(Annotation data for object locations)
════════════════════

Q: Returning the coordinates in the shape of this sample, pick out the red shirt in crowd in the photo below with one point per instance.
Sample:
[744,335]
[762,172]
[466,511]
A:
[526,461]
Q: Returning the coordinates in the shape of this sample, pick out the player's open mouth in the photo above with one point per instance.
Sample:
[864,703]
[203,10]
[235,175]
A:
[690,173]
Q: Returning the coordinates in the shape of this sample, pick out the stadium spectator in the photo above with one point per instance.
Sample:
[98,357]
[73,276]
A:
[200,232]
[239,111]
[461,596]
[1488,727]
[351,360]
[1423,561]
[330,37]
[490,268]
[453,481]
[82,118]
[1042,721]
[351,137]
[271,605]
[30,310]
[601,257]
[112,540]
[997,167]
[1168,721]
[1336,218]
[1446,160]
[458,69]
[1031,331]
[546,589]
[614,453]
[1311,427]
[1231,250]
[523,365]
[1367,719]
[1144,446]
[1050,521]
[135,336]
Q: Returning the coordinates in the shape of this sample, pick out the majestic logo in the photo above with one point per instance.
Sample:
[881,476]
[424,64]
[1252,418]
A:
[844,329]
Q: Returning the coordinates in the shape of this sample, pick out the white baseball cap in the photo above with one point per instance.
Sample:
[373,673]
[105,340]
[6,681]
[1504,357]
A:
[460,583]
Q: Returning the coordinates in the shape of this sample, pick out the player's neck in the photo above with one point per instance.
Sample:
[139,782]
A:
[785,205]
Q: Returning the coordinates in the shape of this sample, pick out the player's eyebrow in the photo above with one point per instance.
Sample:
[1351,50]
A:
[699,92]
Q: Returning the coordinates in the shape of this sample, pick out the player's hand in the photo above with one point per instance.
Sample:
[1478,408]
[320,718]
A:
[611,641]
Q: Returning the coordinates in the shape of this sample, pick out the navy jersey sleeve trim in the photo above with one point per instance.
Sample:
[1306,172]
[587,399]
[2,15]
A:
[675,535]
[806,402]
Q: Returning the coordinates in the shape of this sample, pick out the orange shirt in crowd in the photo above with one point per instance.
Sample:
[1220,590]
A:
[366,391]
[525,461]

════════════════════

**WRITTEN EXERCISE:** Copy the records word for word, beginning at the line that contains "out the majestic" and continuing through the last line of the records.

**EXPECTED ANSWER:**
Q: Returning the coordinates in the shape of this sample, pick out the majestic logo in the photo above with one point per instance.
Sample:
[881,476]
[424,64]
[1252,418]
A:
[844,329]
Q: Returning the coordinates in the shape of this sample, pick out the white baseball cap in the photo above with one point per instance.
Sample:
[373,673]
[105,340]
[6,681]
[1504,357]
A:
[460,583]
Q: Returning the coordinates in the shape of this sample, pick out the player's neck in the photo above with one point per instance.
Sample:
[139,782]
A:
[785,205]
Q: Returning the coordinates in the shape of this sample, pick out the player's eyebrow in the photo above with one point per instance.
Sample:
[1351,50]
A:
[699,92]
Q: Returning the coordinates in the shape of this sample, pick out the player's hand in the photo above with one point per instance.
Sample:
[1478,408]
[320,718]
A:
[611,641]
Q: Returning the coordinates in the shape of this sample, pick out the navy jersey sleeve trim in the photo above with one point per instance.
Sample:
[1306,172]
[587,399]
[2,15]
A:
[675,535]
[806,402]
Q: Returning the coordinates in the shape of this sample, pick out the orange shirt in crowd in the photo above with one point per instance.
Sample:
[1220,590]
A:
[366,391]
[525,461]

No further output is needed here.